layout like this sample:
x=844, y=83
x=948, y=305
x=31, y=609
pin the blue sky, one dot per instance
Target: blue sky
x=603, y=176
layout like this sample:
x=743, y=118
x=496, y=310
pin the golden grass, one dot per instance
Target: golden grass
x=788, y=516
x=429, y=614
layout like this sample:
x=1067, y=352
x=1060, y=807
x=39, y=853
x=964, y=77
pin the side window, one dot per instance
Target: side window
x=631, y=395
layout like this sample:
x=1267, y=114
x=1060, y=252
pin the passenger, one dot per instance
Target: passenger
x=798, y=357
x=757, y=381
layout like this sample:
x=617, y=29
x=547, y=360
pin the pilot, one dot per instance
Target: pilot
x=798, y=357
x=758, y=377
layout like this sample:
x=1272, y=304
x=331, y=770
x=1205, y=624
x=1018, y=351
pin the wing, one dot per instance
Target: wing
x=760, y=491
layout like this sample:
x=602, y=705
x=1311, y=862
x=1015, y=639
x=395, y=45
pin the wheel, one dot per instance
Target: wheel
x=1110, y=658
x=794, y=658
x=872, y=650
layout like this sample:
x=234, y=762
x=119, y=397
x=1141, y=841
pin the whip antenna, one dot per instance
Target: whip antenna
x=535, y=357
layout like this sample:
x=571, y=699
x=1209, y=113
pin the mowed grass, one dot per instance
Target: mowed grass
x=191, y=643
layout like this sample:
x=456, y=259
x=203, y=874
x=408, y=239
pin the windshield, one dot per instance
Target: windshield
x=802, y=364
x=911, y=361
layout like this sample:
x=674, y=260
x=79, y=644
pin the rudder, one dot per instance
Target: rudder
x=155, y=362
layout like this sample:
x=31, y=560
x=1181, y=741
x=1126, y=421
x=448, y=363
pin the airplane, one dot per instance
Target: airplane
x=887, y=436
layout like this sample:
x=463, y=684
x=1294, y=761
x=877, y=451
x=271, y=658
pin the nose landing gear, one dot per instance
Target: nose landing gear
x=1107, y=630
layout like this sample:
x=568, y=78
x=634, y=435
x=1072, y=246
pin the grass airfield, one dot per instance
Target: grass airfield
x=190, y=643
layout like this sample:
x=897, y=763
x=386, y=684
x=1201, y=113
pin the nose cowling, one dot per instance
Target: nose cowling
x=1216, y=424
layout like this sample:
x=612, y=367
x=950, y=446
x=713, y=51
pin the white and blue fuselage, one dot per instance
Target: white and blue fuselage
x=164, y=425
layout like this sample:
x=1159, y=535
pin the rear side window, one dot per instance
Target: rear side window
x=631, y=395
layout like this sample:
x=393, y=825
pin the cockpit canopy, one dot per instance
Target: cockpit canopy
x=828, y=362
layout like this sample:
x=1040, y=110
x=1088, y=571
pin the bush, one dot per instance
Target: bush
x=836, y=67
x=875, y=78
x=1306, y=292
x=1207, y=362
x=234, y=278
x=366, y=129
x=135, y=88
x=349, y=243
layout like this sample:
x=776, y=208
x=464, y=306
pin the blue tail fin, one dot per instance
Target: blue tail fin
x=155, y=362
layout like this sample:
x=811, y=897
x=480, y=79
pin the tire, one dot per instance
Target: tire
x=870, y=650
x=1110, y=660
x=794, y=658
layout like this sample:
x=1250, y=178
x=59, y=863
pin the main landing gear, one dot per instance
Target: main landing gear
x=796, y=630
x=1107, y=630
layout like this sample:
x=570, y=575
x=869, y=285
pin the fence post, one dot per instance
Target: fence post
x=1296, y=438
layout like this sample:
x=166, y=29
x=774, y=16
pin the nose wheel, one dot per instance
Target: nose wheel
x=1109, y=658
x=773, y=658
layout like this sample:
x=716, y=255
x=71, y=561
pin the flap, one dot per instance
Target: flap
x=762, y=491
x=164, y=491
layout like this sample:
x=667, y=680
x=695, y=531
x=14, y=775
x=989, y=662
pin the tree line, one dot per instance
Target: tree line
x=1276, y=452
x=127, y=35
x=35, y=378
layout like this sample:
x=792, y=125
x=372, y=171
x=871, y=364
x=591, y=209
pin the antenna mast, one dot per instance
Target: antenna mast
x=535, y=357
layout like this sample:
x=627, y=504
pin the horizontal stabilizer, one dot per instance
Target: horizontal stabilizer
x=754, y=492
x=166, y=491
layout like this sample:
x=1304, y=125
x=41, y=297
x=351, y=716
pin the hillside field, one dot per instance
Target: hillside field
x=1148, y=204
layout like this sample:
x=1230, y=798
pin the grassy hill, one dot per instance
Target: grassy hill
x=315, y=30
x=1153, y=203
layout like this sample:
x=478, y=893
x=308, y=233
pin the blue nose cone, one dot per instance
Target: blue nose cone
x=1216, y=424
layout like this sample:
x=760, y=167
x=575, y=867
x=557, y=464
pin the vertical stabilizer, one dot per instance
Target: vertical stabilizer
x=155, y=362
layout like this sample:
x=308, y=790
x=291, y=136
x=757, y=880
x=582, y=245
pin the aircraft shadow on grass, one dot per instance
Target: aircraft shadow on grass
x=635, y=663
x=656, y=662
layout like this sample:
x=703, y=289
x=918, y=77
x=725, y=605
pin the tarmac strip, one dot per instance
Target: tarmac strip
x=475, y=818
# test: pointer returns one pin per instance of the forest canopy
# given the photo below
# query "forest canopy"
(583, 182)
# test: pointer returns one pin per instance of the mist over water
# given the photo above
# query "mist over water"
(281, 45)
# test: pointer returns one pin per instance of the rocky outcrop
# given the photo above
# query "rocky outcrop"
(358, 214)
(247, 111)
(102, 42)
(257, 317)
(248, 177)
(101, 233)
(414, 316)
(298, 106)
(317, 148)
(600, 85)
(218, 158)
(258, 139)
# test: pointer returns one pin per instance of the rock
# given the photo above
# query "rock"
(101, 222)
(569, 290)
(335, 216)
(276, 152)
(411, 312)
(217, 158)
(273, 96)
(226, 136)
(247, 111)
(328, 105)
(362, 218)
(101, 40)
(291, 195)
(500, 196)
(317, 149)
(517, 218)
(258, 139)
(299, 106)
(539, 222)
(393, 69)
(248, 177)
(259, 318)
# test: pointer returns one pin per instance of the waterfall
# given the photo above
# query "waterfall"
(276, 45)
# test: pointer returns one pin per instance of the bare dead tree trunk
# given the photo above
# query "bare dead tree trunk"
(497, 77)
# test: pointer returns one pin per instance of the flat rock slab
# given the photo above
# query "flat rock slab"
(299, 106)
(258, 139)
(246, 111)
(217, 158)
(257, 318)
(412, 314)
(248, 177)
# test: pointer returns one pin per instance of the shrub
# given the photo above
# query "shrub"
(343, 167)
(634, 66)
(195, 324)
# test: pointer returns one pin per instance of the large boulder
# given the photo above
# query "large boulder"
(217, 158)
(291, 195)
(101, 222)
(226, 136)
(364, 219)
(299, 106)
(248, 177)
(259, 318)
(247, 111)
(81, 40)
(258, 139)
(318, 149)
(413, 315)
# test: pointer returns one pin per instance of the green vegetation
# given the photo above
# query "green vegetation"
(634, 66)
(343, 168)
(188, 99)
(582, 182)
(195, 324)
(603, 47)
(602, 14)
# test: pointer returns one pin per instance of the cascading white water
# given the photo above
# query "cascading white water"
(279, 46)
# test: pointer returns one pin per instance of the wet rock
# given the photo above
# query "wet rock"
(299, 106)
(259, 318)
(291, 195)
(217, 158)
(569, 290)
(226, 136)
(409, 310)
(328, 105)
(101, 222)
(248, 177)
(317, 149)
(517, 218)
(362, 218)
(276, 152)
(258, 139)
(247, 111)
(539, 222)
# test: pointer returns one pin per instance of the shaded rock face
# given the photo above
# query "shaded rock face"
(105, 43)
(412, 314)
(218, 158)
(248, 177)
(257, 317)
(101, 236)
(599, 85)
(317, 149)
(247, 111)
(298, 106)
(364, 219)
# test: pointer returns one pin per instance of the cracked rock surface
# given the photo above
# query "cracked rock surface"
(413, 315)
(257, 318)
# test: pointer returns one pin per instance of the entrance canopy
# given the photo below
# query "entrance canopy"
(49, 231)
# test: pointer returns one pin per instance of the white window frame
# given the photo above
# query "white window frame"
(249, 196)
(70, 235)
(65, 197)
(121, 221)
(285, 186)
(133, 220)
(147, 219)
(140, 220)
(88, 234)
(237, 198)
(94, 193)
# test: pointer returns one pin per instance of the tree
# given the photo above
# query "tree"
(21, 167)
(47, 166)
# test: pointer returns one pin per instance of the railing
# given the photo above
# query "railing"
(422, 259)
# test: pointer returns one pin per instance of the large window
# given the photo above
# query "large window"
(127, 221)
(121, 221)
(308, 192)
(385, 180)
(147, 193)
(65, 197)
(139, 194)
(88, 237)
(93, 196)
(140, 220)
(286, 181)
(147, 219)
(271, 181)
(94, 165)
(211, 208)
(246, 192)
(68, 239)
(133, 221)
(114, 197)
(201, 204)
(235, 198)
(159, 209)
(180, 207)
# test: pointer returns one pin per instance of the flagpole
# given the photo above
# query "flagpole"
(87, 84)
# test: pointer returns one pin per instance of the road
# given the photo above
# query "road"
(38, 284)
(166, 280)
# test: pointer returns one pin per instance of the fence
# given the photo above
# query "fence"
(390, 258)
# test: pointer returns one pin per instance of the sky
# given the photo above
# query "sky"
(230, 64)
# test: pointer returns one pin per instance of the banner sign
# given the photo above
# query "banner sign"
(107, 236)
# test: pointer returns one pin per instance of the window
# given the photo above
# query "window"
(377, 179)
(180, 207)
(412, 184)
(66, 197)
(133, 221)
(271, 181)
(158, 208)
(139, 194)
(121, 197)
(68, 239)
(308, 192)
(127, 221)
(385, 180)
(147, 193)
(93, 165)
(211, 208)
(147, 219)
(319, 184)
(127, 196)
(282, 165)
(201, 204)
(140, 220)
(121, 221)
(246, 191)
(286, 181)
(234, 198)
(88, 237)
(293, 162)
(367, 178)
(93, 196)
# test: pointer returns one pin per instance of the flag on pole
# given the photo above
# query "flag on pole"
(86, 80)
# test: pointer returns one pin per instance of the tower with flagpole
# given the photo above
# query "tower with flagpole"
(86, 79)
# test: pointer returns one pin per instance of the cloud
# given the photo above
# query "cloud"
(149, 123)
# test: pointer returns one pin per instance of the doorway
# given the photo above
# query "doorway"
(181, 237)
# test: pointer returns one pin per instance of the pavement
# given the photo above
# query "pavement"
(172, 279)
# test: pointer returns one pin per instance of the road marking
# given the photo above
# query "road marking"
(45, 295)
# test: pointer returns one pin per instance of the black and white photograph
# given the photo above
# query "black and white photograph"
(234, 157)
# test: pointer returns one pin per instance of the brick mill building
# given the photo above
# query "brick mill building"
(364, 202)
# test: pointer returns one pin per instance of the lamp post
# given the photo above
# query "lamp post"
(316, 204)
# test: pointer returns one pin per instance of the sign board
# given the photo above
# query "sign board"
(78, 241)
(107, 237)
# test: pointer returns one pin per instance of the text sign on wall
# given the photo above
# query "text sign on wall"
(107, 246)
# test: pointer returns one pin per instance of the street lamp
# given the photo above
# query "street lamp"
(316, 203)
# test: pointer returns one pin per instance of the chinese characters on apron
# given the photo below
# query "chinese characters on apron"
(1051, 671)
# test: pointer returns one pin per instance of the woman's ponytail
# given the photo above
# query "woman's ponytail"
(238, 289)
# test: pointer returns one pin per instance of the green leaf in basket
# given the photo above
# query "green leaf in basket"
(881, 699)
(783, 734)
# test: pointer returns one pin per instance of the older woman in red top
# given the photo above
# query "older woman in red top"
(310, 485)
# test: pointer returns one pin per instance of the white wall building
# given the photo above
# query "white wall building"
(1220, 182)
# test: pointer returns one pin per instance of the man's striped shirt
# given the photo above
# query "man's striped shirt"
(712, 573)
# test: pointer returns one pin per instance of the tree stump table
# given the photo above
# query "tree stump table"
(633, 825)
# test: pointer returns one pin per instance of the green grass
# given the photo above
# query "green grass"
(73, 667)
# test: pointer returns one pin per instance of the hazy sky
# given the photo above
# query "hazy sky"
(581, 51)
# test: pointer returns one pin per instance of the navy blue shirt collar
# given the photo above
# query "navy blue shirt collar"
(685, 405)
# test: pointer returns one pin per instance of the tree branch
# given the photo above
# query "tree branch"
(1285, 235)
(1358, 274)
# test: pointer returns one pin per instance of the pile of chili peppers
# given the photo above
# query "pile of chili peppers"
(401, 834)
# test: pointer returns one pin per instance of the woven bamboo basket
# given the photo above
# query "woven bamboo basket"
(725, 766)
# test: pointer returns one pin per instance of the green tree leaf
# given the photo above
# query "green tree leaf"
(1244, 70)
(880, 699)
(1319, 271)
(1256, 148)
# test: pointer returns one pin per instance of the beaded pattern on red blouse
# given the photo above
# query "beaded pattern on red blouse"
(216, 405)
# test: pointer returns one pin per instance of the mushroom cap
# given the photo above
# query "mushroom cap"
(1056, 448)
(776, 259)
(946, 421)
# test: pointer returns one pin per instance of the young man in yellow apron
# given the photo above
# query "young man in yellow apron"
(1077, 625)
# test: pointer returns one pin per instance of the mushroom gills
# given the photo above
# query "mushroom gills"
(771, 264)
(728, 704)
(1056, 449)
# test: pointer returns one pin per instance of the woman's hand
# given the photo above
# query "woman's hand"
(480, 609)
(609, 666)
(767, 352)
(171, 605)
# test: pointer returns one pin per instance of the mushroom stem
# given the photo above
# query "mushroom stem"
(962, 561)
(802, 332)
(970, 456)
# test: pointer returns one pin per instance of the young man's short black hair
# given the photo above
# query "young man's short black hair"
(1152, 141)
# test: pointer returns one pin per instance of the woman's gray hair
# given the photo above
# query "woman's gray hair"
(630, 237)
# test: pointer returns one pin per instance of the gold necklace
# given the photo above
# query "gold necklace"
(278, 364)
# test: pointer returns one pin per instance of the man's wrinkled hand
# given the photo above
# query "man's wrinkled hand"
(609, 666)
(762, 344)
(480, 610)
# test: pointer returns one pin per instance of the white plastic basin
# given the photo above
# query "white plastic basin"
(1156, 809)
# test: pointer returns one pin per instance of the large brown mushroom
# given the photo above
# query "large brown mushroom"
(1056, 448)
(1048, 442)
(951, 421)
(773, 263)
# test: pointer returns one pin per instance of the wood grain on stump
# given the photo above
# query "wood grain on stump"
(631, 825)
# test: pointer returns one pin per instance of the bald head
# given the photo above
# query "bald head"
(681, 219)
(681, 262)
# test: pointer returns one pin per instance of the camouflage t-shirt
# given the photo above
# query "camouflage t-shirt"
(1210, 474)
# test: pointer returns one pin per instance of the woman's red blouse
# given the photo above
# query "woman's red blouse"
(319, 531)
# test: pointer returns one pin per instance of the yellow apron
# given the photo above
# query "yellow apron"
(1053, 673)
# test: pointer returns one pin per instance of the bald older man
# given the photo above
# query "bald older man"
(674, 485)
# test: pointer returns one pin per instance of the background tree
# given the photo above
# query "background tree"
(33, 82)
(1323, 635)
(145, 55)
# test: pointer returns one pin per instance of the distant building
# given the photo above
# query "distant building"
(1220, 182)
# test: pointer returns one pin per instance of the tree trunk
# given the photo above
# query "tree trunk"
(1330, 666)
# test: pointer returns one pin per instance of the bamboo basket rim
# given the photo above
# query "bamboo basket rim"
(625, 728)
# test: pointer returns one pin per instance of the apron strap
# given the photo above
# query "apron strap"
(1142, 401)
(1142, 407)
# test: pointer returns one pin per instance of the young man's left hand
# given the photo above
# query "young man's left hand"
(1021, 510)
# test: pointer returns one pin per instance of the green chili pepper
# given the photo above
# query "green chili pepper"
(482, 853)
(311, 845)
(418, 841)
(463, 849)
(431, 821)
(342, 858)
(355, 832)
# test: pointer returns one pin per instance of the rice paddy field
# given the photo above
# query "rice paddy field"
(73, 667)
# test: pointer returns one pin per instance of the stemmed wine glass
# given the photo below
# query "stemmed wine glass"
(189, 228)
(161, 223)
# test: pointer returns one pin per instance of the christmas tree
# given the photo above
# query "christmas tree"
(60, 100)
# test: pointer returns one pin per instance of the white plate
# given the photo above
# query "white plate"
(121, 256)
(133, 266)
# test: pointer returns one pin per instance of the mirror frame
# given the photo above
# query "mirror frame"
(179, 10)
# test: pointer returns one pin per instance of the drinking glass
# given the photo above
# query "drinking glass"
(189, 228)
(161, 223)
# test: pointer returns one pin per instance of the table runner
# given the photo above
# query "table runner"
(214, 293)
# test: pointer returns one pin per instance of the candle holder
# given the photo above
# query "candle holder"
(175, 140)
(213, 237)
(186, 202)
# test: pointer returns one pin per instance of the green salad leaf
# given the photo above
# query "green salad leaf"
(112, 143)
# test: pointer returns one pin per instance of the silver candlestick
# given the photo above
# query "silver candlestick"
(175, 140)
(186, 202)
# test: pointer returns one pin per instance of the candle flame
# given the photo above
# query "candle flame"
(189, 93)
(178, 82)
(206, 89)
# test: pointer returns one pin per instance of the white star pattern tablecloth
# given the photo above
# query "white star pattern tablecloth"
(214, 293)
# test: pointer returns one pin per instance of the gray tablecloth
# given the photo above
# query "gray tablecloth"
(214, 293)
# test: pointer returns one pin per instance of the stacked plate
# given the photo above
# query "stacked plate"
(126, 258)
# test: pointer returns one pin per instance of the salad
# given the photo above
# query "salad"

Directions — The reply should consist solely of the lines above from the one that has "x=1209, y=113" through the one that has "x=31, y=560", reproduced exactly.

Answer to this problem —
x=1209, y=113
pin the mowed grass, one dot per instance
Target: mowed grass
x=191, y=643
layout like this sample:
x=456, y=259
x=203, y=874
x=408, y=239
pin the windshield, one dot per instance
Target: windshield
x=802, y=364
x=911, y=361
layout like this sample:
x=674, y=260
x=79, y=644
pin the rudder, one dot per instance
Target: rudder
x=155, y=362
layout like this sample:
x=31, y=560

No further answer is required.